──────── TEXT EXCERPT ────────
The reason the religious phrase in the Civil Rights Act is overlooked is because some of the EEOC bureaucrats most engaged in subverting the 1964 law and turning it into a legal requirement for proportional representation were adamant that such proportional representation should not apply to themselves!  Neither social democrat Sonia Pressman nor Alfred Blumrosen, engineers of the coup inside the EEOC, wanted to call attention to the disproportional share of Jews in highly profitable fields.7  So, while they conspired to overthrow the heart of the color-blind 1964 law and substitute instead their bean-counting, proportional approach, they made sure they never asked corporations or government agencies or law schools about the religious identities of their employees.  For some reason, the media has never exposed this inconsistency in enforcement of the 1964 Civil Rights Act.

Though D’Souza courageously breaks many taboos in his book, he generally evades raising the issue of religious proportionality.  Worse, when it does surface, he distorts it.  “Moreover, the enforcement of a proportional norm generates a paradoxical outcome.  It ends up punishing groups, such as Asians, who are themselves in this country a minority. . . The reason that Asians and Jews suffer under current policies is that there is no algebraic way to increase the proportion of underrepresented groups without simultaneously reducing the proportion of overrepresented groups” (300).  Of course, there is a way, and it has been the way since the EEOC conspirators developed it.  While Asians are a separate category for affirmative action reports and, for example, government tracks their proportions in university admissions, Jews are not so classified.  While Asians may therefore be restricted to university admissions approximate to their percentage in society, thereby greatly curtailing their opportunities, Jews do not encounter this restriction.  Jews are classified by the government not as Jews, but simply as non-Hispanic whites.  So Jews, some 2% of the population, have opportunity not for some 2%, but for 76% of the openings at law schools, medical schools, etc.  D’Souza utterly distorts the issue of proportionality of Jews on the rare occasion he discusses it.  On another page, he does refer to Jews having lucrative posts in excess of their proportion of the population, but that is when he is discussing the racist views of Black Nationalist Dr. Leonard Jeffries (417-18).

One important thread in D’Souza’s account is his challenge to Gitlin’s rather common view.  By searching for the roots of racism, D’Souza uncovers a surprising family tree.  He argues that the ancients, while holding their own culture and people to be superior to others, were generally not racists.  Thus the Greeks attributed the dark skins and differences of black cultures to the hotter climate where blacks lived.  But centuries later, during the Age of Discovery, Europeans encountered many primitive peoples in Africa and the New World.  When Europeans settled in hotter climates, they neither changed their colors nor descended into primitivism.  Climate ceased to explain the gaps between European civilization and the primitive cultures they met.  To better account for the gaps, learned Europeans developed the theory of racism—the notion that the abilities of various races are inherent in whatever clime.  D’Souza quotes Voltaire and other Enlightenment thinkers on the natural inferiority of blacks.  This view was elaborated by the best scientists of the time.  In the 19th century, Darwin endorsed it, and by 1900 scientific, reasonable, and progressive opinion was overtly racist.
────────
- _WORK TO COMPLETE_
In the text excerpt above, what did the Greeks credit for the dark skins and differences of black cultures?
──────── DATA FOR REVIEW ────────
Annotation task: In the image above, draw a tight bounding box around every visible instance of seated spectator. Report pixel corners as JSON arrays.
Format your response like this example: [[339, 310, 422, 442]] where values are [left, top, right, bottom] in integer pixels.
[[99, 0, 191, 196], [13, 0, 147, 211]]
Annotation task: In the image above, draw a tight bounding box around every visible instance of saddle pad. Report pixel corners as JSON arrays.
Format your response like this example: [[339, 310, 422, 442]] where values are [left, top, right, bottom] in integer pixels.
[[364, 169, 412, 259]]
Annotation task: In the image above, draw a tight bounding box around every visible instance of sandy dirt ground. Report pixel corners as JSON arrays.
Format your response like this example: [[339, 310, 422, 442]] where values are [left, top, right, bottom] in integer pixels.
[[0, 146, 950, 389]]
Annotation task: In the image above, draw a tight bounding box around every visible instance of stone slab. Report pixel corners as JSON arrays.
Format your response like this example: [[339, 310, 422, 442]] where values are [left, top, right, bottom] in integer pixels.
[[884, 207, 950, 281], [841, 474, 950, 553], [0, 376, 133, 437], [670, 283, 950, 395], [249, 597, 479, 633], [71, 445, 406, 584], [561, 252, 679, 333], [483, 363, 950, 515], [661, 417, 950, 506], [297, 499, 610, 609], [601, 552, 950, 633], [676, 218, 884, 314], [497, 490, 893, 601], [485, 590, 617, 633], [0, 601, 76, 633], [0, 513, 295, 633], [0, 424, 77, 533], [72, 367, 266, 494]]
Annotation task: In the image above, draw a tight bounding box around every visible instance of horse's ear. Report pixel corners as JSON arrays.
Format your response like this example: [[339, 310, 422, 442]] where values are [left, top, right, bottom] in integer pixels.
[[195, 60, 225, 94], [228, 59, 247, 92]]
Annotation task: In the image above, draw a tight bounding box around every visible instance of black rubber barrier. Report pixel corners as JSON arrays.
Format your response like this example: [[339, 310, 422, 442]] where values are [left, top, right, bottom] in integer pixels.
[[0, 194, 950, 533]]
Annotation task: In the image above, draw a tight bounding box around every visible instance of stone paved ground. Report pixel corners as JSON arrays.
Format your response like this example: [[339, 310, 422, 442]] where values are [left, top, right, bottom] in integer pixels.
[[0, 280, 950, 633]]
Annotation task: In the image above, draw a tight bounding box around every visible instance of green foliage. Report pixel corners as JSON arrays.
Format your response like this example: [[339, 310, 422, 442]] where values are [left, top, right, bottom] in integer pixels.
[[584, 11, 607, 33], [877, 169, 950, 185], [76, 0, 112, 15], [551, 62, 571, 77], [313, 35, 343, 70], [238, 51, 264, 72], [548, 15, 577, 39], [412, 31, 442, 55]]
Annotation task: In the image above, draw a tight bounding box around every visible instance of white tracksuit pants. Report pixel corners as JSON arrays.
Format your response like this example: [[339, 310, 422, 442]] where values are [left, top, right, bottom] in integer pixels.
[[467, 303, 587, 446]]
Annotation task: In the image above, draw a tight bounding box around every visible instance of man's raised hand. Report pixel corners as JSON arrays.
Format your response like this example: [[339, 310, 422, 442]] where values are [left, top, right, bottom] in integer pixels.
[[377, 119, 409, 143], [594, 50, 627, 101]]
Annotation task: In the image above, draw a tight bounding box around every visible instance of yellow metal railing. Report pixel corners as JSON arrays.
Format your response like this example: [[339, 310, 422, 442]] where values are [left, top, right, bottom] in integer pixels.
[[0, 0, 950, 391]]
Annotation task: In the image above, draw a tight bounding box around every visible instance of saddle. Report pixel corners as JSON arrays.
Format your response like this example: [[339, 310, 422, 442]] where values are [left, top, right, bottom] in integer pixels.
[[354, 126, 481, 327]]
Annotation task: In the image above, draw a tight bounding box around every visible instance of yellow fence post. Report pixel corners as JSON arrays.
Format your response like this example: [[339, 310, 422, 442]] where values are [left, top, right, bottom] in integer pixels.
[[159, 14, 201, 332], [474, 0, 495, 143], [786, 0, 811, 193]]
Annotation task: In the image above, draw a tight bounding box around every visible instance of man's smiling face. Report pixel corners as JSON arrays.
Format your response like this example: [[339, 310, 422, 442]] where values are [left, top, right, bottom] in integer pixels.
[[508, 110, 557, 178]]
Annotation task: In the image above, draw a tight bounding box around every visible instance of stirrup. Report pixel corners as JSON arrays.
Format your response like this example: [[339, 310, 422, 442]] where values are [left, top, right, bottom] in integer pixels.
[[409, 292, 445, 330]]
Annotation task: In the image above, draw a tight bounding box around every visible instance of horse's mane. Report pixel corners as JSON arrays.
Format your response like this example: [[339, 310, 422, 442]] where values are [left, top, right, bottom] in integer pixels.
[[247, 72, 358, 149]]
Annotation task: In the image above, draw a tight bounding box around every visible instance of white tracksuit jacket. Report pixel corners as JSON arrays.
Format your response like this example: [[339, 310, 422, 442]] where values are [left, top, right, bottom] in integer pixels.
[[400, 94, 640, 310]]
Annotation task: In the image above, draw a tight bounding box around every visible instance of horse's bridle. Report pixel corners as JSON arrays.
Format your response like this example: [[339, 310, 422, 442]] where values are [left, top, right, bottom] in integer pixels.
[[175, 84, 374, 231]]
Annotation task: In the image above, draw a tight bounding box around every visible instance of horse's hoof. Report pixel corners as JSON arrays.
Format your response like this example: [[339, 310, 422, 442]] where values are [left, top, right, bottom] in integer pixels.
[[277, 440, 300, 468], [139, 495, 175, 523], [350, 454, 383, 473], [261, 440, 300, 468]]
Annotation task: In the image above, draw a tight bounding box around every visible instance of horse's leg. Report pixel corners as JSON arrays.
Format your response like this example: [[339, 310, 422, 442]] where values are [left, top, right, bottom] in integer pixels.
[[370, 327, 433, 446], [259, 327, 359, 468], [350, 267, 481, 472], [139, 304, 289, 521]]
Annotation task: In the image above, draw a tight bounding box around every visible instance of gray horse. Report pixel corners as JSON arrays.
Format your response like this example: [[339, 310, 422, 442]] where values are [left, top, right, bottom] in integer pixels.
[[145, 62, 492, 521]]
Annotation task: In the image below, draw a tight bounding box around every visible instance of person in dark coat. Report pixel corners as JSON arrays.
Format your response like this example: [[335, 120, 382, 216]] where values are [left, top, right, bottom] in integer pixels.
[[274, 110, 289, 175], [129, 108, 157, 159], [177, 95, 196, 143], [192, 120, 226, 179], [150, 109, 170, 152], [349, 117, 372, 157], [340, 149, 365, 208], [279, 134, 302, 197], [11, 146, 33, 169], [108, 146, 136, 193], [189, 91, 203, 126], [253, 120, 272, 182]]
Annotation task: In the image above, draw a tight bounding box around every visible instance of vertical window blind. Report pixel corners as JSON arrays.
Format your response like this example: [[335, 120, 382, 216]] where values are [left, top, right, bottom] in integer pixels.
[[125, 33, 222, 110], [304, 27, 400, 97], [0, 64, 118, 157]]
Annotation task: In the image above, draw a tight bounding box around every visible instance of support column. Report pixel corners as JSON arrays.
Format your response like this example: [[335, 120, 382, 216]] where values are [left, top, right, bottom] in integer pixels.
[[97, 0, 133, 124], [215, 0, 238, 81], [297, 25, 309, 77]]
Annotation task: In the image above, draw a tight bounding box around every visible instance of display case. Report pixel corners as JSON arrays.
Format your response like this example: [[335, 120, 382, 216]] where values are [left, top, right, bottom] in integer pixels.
────────
- _REPLY TO THE EXERCISE_
The hotter climate where blacks lived.